What to do: Rewrite the stretch of entries below from the line that contains "Locate every instance of the black picture" through the end of the entries, requests included. Multiply each coordinate in the answers by 2.25 and round to whole numbers, with halves going up.
---*---
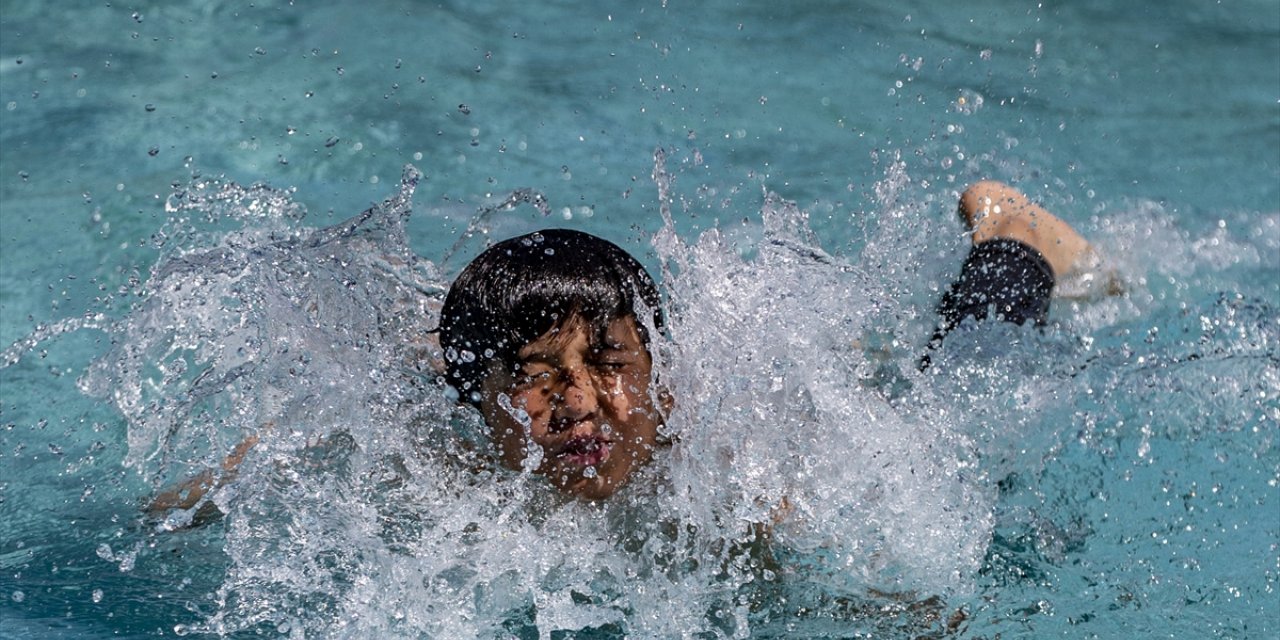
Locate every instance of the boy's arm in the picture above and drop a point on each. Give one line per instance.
(190, 492)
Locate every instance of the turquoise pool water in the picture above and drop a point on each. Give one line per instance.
(1115, 475)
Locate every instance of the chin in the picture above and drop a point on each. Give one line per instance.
(590, 488)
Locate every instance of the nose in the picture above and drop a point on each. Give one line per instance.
(577, 400)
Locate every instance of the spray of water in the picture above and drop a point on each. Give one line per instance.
(814, 472)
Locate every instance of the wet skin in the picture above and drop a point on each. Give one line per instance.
(586, 405)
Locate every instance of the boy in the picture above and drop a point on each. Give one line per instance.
(548, 336)
(542, 334)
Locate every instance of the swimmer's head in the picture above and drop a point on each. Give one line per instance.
(547, 336)
(520, 288)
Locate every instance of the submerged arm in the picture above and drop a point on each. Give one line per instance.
(190, 492)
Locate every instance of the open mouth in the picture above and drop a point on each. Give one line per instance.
(585, 451)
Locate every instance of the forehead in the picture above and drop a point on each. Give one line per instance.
(621, 333)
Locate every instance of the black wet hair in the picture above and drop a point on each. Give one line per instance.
(520, 288)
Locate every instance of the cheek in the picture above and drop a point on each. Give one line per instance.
(536, 406)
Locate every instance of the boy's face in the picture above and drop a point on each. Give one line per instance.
(586, 405)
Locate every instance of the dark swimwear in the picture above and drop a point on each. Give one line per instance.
(1001, 275)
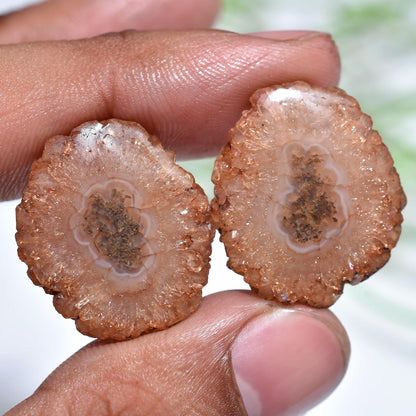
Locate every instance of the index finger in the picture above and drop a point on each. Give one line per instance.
(186, 87)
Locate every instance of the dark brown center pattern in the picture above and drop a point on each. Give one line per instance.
(115, 233)
(309, 209)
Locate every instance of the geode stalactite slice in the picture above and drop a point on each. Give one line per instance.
(306, 195)
(115, 230)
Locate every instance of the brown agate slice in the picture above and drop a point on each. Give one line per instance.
(306, 195)
(115, 230)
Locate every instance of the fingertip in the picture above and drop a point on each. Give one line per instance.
(287, 361)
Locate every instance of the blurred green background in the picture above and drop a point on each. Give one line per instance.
(377, 44)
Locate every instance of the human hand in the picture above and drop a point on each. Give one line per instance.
(188, 88)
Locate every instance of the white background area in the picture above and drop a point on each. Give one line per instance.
(381, 378)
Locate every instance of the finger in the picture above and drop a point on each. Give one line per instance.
(188, 88)
(236, 351)
(72, 19)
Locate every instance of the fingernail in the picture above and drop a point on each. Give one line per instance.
(287, 361)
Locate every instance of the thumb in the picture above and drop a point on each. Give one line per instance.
(237, 355)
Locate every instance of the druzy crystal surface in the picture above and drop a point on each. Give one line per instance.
(306, 195)
(115, 230)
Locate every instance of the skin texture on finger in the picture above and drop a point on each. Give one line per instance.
(186, 87)
(187, 369)
(74, 19)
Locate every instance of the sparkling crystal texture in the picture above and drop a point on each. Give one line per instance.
(306, 195)
(115, 230)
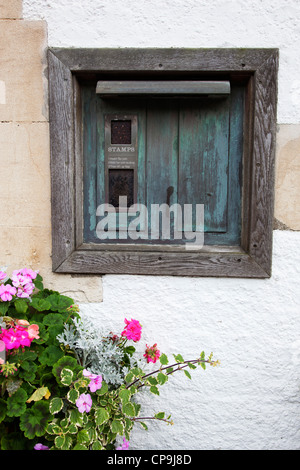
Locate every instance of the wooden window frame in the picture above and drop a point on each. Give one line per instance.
(253, 259)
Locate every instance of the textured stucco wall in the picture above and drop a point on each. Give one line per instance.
(252, 401)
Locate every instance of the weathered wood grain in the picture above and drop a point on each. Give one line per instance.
(262, 205)
(129, 87)
(171, 264)
(62, 160)
(175, 60)
(258, 66)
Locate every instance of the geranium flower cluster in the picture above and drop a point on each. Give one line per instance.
(152, 353)
(84, 401)
(133, 330)
(22, 284)
(19, 335)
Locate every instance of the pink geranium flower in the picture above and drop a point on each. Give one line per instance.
(40, 447)
(26, 290)
(23, 336)
(29, 273)
(133, 330)
(124, 446)
(11, 338)
(33, 331)
(152, 353)
(84, 402)
(7, 292)
(95, 380)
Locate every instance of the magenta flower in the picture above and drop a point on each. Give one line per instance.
(152, 353)
(133, 330)
(26, 290)
(28, 273)
(6, 292)
(84, 402)
(23, 336)
(40, 447)
(11, 338)
(95, 380)
(124, 446)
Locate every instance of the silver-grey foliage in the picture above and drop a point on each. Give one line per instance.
(94, 351)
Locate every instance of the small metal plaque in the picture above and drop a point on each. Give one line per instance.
(121, 183)
(121, 158)
(120, 132)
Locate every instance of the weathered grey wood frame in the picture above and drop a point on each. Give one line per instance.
(253, 259)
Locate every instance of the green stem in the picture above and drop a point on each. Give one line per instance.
(185, 364)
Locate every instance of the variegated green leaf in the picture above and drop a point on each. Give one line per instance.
(56, 405)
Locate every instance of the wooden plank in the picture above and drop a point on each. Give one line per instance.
(195, 87)
(203, 159)
(90, 162)
(162, 158)
(62, 160)
(172, 264)
(259, 66)
(162, 60)
(263, 163)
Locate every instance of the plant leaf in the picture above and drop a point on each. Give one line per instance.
(101, 416)
(16, 404)
(39, 394)
(56, 405)
(164, 360)
(34, 421)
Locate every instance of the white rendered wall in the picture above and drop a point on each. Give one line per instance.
(253, 400)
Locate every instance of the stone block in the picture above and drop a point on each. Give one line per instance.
(31, 247)
(23, 84)
(287, 181)
(11, 9)
(25, 174)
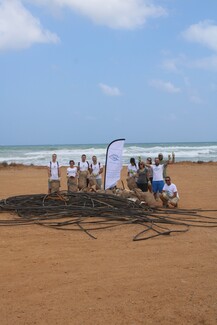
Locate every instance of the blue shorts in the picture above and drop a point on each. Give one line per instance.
(157, 186)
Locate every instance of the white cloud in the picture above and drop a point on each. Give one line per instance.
(110, 91)
(19, 29)
(126, 14)
(195, 99)
(213, 86)
(204, 33)
(208, 63)
(165, 86)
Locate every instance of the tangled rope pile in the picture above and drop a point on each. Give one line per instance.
(89, 212)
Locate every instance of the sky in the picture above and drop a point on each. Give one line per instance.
(91, 71)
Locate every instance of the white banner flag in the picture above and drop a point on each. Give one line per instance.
(113, 164)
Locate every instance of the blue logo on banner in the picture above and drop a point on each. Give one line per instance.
(114, 157)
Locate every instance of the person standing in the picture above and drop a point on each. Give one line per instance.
(132, 174)
(132, 168)
(54, 175)
(96, 170)
(169, 161)
(142, 177)
(158, 180)
(72, 177)
(83, 172)
(169, 195)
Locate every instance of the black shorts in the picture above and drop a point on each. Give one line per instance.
(143, 186)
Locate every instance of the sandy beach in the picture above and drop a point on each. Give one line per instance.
(63, 277)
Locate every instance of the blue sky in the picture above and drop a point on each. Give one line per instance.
(90, 71)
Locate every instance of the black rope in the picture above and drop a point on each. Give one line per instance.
(97, 211)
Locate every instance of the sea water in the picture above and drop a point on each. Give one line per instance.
(40, 155)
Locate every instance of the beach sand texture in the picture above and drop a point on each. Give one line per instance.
(63, 277)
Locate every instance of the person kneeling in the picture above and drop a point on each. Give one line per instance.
(169, 195)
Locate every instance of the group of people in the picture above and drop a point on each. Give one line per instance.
(149, 176)
(78, 177)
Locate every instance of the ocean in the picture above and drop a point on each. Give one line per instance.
(40, 155)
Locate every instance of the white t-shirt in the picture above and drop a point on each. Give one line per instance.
(170, 189)
(54, 167)
(157, 172)
(84, 166)
(72, 172)
(96, 169)
(132, 170)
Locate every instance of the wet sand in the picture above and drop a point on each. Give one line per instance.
(63, 277)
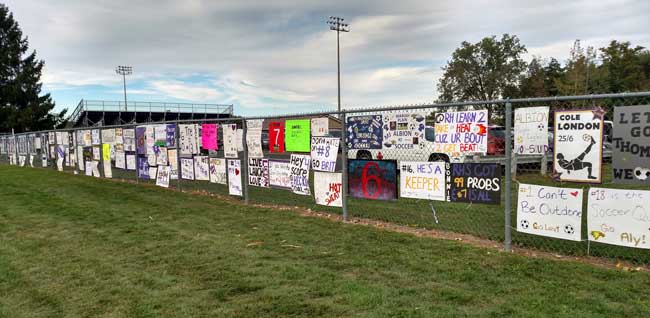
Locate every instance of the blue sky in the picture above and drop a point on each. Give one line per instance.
(279, 56)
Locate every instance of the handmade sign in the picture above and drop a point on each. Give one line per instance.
(549, 211)
(631, 149)
(201, 168)
(403, 131)
(162, 176)
(475, 183)
(461, 133)
(143, 168)
(187, 168)
(230, 140)
(578, 145)
(209, 136)
(172, 158)
(619, 217)
(258, 172)
(324, 151)
(364, 132)
(276, 137)
(234, 177)
(423, 180)
(218, 172)
(531, 130)
(254, 138)
(320, 126)
(280, 174)
(372, 179)
(327, 188)
(188, 139)
(296, 137)
(300, 174)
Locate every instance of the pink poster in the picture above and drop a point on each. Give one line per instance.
(209, 136)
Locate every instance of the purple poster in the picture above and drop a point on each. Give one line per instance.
(140, 140)
(171, 135)
(143, 168)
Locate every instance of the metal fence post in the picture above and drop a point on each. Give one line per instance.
(344, 169)
(245, 162)
(508, 170)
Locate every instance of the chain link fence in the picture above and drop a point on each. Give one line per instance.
(409, 135)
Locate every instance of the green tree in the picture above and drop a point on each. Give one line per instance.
(486, 70)
(22, 106)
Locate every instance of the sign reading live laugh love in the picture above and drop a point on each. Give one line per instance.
(475, 183)
(372, 179)
(549, 211)
(631, 136)
(578, 145)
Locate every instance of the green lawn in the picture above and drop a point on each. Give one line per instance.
(74, 246)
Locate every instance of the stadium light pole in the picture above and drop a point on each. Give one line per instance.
(336, 24)
(124, 71)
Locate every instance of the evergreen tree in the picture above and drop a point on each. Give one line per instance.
(22, 107)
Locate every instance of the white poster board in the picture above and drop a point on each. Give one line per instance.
(619, 217)
(549, 211)
(423, 180)
(531, 130)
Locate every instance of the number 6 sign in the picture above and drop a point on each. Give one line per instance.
(373, 179)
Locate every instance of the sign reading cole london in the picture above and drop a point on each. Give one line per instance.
(578, 145)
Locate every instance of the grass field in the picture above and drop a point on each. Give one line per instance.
(74, 246)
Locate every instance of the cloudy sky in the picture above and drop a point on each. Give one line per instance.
(280, 57)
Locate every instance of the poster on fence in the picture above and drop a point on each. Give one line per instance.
(201, 168)
(320, 126)
(631, 150)
(578, 145)
(324, 151)
(296, 137)
(531, 130)
(423, 180)
(276, 137)
(372, 179)
(327, 188)
(403, 131)
(254, 138)
(300, 174)
(619, 217)
(218, 172)
(188, 139)
(130, 162)
(187, 168)
(172, 157)
(230, 140)
(475, 183)
(120, 160)
(143, 168)
(549, 211)
(162, 176)
(234, 177)
(280, 174)
(364, 132)
(461, 133)
(209, 136)
(258, 172)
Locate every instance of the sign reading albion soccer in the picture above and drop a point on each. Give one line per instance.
(549, 211)
(631, 153)
(578, 145)
(372, 179)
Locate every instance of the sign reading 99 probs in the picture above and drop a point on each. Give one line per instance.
(423, 180)
(578, 145)
(619, 217)
(549, 211)
(372, 179)
(461, 133)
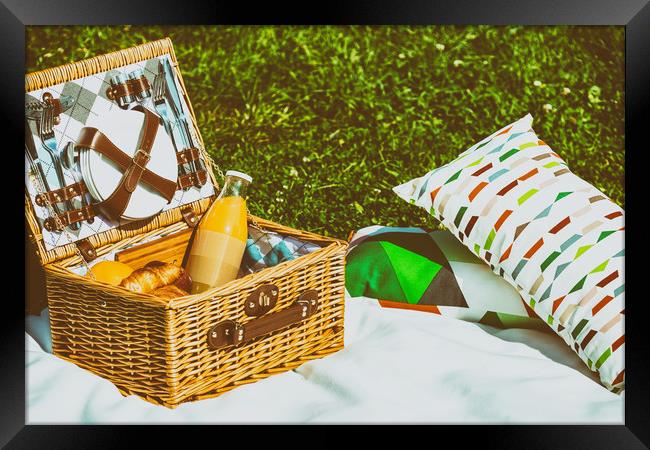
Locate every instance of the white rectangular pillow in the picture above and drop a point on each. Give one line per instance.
(560, 241)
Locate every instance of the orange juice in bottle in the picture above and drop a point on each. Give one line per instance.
(220, 238)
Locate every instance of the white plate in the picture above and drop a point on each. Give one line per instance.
(103, 175)
(85, 173)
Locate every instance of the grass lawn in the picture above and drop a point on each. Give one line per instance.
(328, 119)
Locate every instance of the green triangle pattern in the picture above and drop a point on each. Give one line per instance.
(604, 234)
(369, 272)
(413, 282)
(581, 250)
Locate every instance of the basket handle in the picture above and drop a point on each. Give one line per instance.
(230, 333)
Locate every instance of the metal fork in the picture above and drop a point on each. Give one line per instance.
(160, 104)
(45, 128)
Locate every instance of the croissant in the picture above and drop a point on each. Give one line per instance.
(169, 292)
(155, 275)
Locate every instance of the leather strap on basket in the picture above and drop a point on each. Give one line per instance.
(116, 203)
(90, 137)
(62, 195)
(89, 212)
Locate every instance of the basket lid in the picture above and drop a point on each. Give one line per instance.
(109, 86)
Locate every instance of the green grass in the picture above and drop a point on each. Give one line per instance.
(328, 119)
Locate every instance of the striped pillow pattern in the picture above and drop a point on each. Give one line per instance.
(514, 203)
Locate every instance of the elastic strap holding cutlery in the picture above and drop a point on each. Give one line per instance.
(129, 88)
(115, 205)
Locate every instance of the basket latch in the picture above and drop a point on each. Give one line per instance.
(261, 300)
(189, 216)
(230, 333)
(86, 249)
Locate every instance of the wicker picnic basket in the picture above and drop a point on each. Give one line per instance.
(193, 347)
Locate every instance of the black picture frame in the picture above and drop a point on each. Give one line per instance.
(633, 14)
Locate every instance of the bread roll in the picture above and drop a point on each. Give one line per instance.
(153, 276)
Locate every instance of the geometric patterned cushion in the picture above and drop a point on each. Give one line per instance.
(409, 268)
(560, 241)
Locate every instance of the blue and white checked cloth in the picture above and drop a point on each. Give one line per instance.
(266, 249)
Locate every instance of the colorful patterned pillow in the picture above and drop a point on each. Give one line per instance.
(412, 269)
(560, 241)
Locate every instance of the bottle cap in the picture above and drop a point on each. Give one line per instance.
(241, 175)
---*---
Response for this exercise:
Locate every instance of the black picture frame in the picture above and drop a point on each. Give one line per instance.
(1424, 32)
Locate every instance of the bread roll in the picture above and drop a point on each. Give one line per instance.
(344, 621)
Locate every instance of the geometric patterned cushion in the picture above and drop a point on each. Give one line per instance.
(920, 603)
(1260, 542)
Locate every instance of the blue and white checked cloth in the picture above and drop a point on each. Give one line per instance.
(599, 560)
Locate every instance of the colorful patterned pillow in the picture above and drop a point on each. Give one line per instance.
(927, 605)
(1260, 542)
Locate every instance of the bottle cap in the picture above and drop a point on each. Give one line per instance.
(542, 394)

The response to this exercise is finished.